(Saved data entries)
┏━━

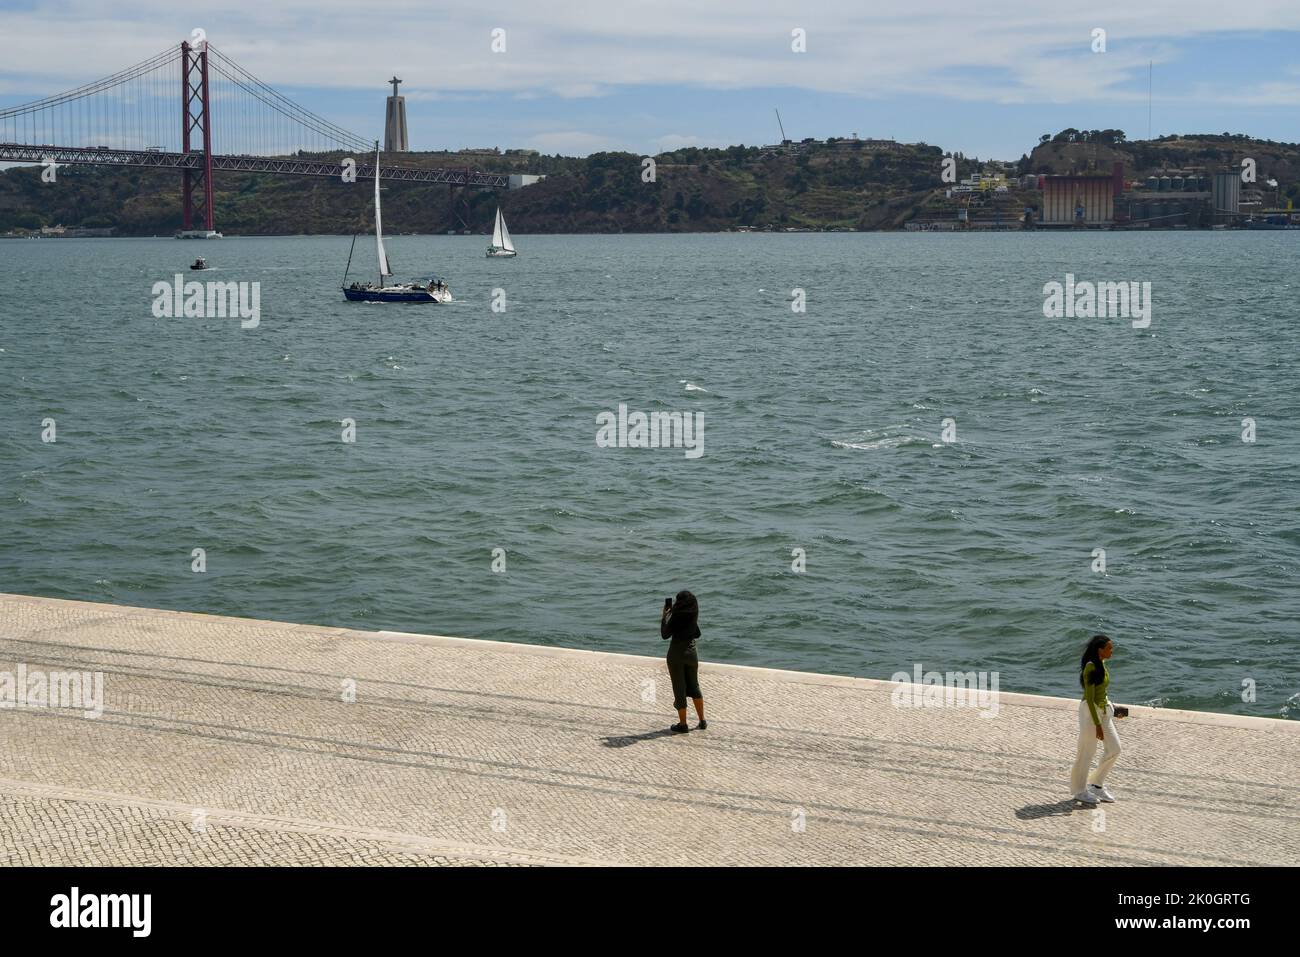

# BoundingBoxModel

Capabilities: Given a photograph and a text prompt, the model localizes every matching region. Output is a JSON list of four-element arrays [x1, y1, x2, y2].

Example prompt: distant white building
[[947, 172, 1010, 196], [508, 174, 546, 190]]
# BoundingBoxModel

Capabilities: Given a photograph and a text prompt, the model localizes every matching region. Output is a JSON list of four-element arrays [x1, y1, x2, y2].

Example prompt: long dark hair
[[673, 590, 699, 625], [1080, 634, 1111, 687]]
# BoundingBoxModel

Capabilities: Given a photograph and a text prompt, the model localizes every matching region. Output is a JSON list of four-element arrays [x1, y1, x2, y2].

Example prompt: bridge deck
[[0, 143, 509, 188]]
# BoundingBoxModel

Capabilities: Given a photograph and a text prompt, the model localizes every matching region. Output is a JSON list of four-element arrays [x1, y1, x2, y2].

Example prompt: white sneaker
[[1089, 784, 1116, 803], [1074, 790, 1099, 805]]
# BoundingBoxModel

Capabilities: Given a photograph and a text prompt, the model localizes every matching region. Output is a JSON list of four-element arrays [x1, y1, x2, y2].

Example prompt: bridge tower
[[179, 39, 217, 236]]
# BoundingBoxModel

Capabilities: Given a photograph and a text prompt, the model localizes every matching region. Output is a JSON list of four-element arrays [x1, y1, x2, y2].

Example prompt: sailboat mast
[[342, 232, 357, 286]]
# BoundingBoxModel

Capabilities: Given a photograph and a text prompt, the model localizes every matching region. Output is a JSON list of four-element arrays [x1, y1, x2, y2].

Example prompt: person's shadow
[[601, 729, 678, 748], [1015, 800, 1082, 820]]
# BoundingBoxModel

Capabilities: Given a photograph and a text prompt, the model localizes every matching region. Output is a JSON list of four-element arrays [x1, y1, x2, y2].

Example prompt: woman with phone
[[1070, 634, 1123, 805], [660, 591, 706, 733]]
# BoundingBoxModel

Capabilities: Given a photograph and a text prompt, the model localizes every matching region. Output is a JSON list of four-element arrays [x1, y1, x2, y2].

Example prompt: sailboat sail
[[491, 208, 505, 249], [486, 206, 517, 257], [374, 145, 391, 278], [499, 211, 514, 252]]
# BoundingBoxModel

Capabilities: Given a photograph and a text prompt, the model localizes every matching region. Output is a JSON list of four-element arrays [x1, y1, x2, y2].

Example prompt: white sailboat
[[486, 207, 517, 257], [342, 142, 452, 302]]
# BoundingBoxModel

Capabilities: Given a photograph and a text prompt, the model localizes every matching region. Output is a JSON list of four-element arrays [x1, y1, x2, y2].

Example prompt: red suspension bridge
[[0, 40, 509, 234]]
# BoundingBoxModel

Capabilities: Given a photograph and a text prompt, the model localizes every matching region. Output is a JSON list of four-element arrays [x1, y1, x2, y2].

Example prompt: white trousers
[[1070, 698, 1121, 795]]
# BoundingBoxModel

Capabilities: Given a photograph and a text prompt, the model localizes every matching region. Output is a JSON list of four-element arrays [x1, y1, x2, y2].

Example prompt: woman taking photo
[[660, 590, 706, 733], [1070, 634, 1123, 805]]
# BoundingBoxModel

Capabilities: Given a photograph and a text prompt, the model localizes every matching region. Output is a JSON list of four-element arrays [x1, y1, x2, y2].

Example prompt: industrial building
[[1212, 171, 1241, 222], [1037, 162, 1261, 228], [1115, 168, 1251, 227], [1039, 165, 1121, 226]]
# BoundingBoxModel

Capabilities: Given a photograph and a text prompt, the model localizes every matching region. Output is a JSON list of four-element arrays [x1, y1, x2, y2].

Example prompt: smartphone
[[664, 597, 673, 608]]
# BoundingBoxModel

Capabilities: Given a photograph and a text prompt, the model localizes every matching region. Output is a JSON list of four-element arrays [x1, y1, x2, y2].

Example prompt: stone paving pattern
[[1, 594, 1297, 866]]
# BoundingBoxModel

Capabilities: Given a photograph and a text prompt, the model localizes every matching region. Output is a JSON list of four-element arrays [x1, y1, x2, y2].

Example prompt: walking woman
[[660, 590, 706, 733], [1070, 634, 1122, 805]]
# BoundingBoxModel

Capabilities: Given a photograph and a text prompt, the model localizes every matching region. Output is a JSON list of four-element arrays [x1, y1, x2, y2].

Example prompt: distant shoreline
[[4, 227, 1297, 239]]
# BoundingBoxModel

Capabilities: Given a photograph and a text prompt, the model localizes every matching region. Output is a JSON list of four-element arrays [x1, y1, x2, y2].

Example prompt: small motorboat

┗━━

:: WORK INSTRUCTION ::
Return all records above verbatim without their pictures.

:: RESPONSE FOR THIS EXERCISE ::
# BoundingBoxModel

Capabilities: Given a photograph and a text prompt, the model localizes every matching region. Output is a JSON list of four-element arrays [x1, y1, x2, y2].

Example prompt: distant white building
[[947, 172, 1010, 196], [508, 174, 546, 190]]
# BoundingBoxModel

Capabilities: Given a photograph and a text prompt, the model localizes every matching region. Output is a JSON list of four-element arrays [x1, y1, x2, y2].

Example prompt: long dark hair
[[673, 590, 699, 625], [1080, 634, 1111, 687]]
# BoundingBoxModel

Capabilities: Given a photograph and a text prompt, the model localizes every matching region. Output is a JSON list of four-element arrays [x1, y1, x2, y2].

Example prompt: bridge deck
[[0, 143, 509, 188]]
# BoundingBoxModel

Capabilities: Given a photograph and a text prompt, the model localizes every matching region. Output is a JSON list of four-element arrays [x1, y1, x2, y2].

Example prompt: white sneaker
[[1089, 784, 1116, 803], [1074, 790, 1099, 805]]
# BoundingBoxModel

Capabilities: Given a photograph and a text prompt, the model localizes every matching region. Output is a JSON list of four-element arrays [x1, y1, x2, y2].

Example prompt: bridge tower
[[179, 39, 217, 236]]
# BoundingBoxModel

Capabilities: Given a photograph and a text prompt, the model localizes every matching region. Output is a JSON list of four-element arrays [x1, y1, x2, y2].

Example prompt: sailboat mast
[[342, 232, 357, 286]]
# BoundingBoxModel

Capabilities: Given a photograph and a text prompt, the model localizes every matching region. Output is a JSON list of four-element arrays [x1, y1, x2, y2].

Example prompt: person's shadow
[[601, 729, 678, 748], [1015, 800, 1082, 820]]
# BoundingBoxModel

Capabilities: Given a photograph and a text prompt, the model localizes every matching region. Output is a JSON list of four-element arrays [x1, y1, x2, y2].

Example prompt: woman with phone
[[1070, 634, 1123, 805], [660, 591, 706, 733]]
# BoundingBoxModel

Capabilities: Given a photograph and a text prompt, the model localizes every matching region. Output is a JSON list of four-element arrays [x1, y1, x2, y2].

Example prompt: sailboat sail
[[491, 208, 505, 249], [486, 206, 517, 257], [374, 145, 391, 278], [499, 211, 514, 252]]
# BoundingBoxModel

Capabilities: Given a photograph and a text prompt, the model localizes every matching region. Output is a JSON list of four-element arrays [x1, y1, x2, y2].

Example prompt: white sailboat
[[486, 207, 517, 257], [342, 142, 452, 302]]
# BoundingBoxModel

Capabilities: Given a photograph and a text prompt, the model localizes every matching region. Output is a JSON list of four-element arrays [x1, y1, x2, y2].

Example prompt: red suspension bridge
[[0, 40, 509, 234]]
# BoundingBoxModel

Capabilities: Given a photograph and a text prompt, the model localizes every matching region. Output is a JSON list of four-element arrays [x1, y1, x2, y2].

Example prompt: white trousers
[[1070, 698, 1121, 795]]
# BoundingBoxModel

Capabilities: Given a photograph and a text prompt, the model localizes every matching region. Output is a JSON list of four-element arrays [x1, y1, x2, y2].

Example prompt: woman taking photo
[[660, 590, 706, 733], [1070, 634, 1123, 805]]
# BoundingBoxModel

Capabilities: Given a photograph and a text prompt, the model localizes every matching region. Output is a JSON list of four-element arrays [x1, y1, x2, y2].

Example prompt: industrial building
[[1212, 171, 1241, 222], [1037, 162, 1261, 228], [1115, 168, 1251, 227], [1039, 165, 1121, 226]]
# BoundingBoxModel

Capabilities: Given a photograph and a text prompt, the model localizes every matching region. Output is a JSON list of four-element arrays [x1, y1, x2, y2].

Example prompt: smartphone
[[664, 597, 673, 608]]
# BoundingBoxModel

Capabilities: Given a photograph and a text prompt, the model localizes every matching region. Output is a JSON list of four-element arrays [x1, y1, x2, y2].

Example prompt: stone paving pattern
[[1, 594, 1297, 866]]
# BoundingBoxModel

Capabilities: Given a photograph and a text prompt, the model localizes every matching region. Output is a JSON list of four-element arrays [x1, y1, x2, y2].

Example prompt: walking woman
[[660, 590, 706, 733], [1070, 634, 1122, 805]]
# BoundingBoxModel

Capabilities: Given a photograph and a text prompt, the model localizes every matching region. Output is a JSON list of four-element arrays [x1, y1, x2, y2].

Example prompt: distant shoreline
[[4, 227, 1297, 239]]
# BoundingBoxModel

Capabilities: Given a photograph and a text prompt, the model localizes every matching region. Output is a JSON list of four-element arrays [x1, y1, x2, y2].

Example prompt: small motorboat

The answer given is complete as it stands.